→ **GOAL**:
Copy the coconut chicken recipe text below word for word, keeping every line in its original order.

→ **DOCUMENT EXTRACT**:
◆ ◆ ◆ ◆ ◆ ◆ ◆
The good thing is that just a handful of cashews goes a long way!

I buy one of those tiny cellophane bags of roasted, salted cashews in the mercado to have on hand to throw into that favorite curry, a salad, to make nut butter or just for snacking. (Would it be better to buy raw ones and roast them myself? Probably. We do what we can.)

Creamy Coconut Chicken with Rice

  • 1½ lbs. boneless, skinless chicken thighs, each cut into 2 equal-size pieces
  • ¼ cup coconut, olive or neutral oil (safflower, canola)
  • 2 tsp. salt
  • ½ tsp. black pepper
  • 2 Tbsp. minced fresh ginger
  • 1 Tbsp. minced garlic
  • 1½ cups Basmati or short-grain white rice, rinsed until water runs clear
  • 1¾ cups chicken/veggie broth
  • 1 (13.5-ounce) can full-fat coconut milk
  • 1 yellow bell pepper, chopped
  • ½ cup roasted cashews, coarsely chopped
  • ½-1 medium white onion, minced
  • 2 Tbsp. chopped cilantro
  • 1½ cups chopped bok choy, spinach or other mild green leafy veggie

Heat oven to 375 F (190 C). Drizzle chicken with 1 Tbsp. oil. Season with salt and pepper.
◆ ◆ ◆ ◆ ◆ ◆ ◆
→ **DATA EXTRACT**:
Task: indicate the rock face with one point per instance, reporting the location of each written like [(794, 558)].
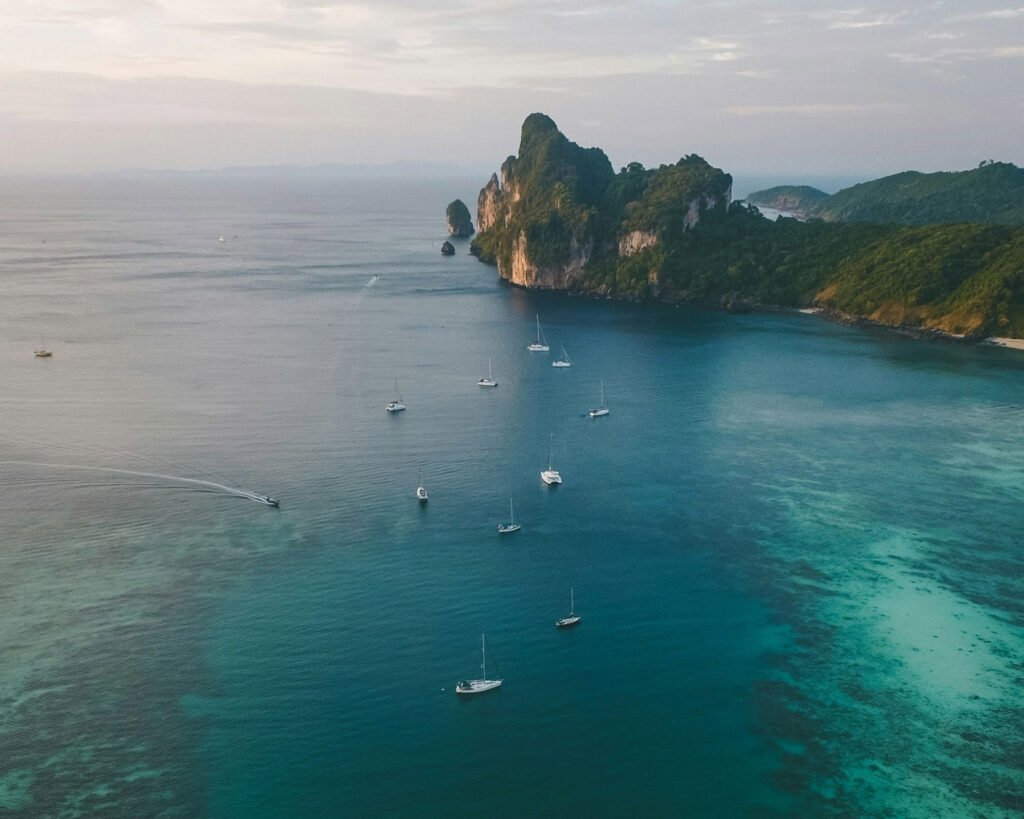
◆ ◆ ◆ ◆ ◆ ◆ ◆
→ **RESULT OF THIS TASK**:
The good thing is that just a handful of cashews goes a long way!

I buy one of those tiny cellophane bags of roasted, salted cashews in the mercado to have on hand to throw into that favorite curry, a salad, to make nut butter or just for snacking. (Would it be better to buy raw ones and roast them myself? Probably. We do what we can.)

Creamy Coconut Chicken with Rice

  • 1½ lbs. boneless, skinless chicken thighs, each cut into 2 equal-size pieces
  • ¼ cup coconut, olive or neutral oil (safflower, canola)
  • 2 tsp. salt
  • ½ tsp. black pepper
  • 2 Tbsp. minced fresh ginger
  • 1 Tbsp. minced garlic
  • 1½ cups Basmati or short-grain white rice, rinsed until water runs clear
  • 1¾ cups chicken/veggie broth
  • 1 (13.5-ounce) can full-fat coconut milk
  • 1 yellow bell pepper, chopped
  • ½ cup roasted cashews, coarsely chopped
  • ½-1 medium white onion, minced
  • 2 Tbsp. chopped cilantro
  • 1½ cups chopped bok choy, spinach or other mild green leafy veggie

Heat oven to 375 F (190 C). Drizzle chicken with 1 Tbsp. oil. Season with salt and pepper.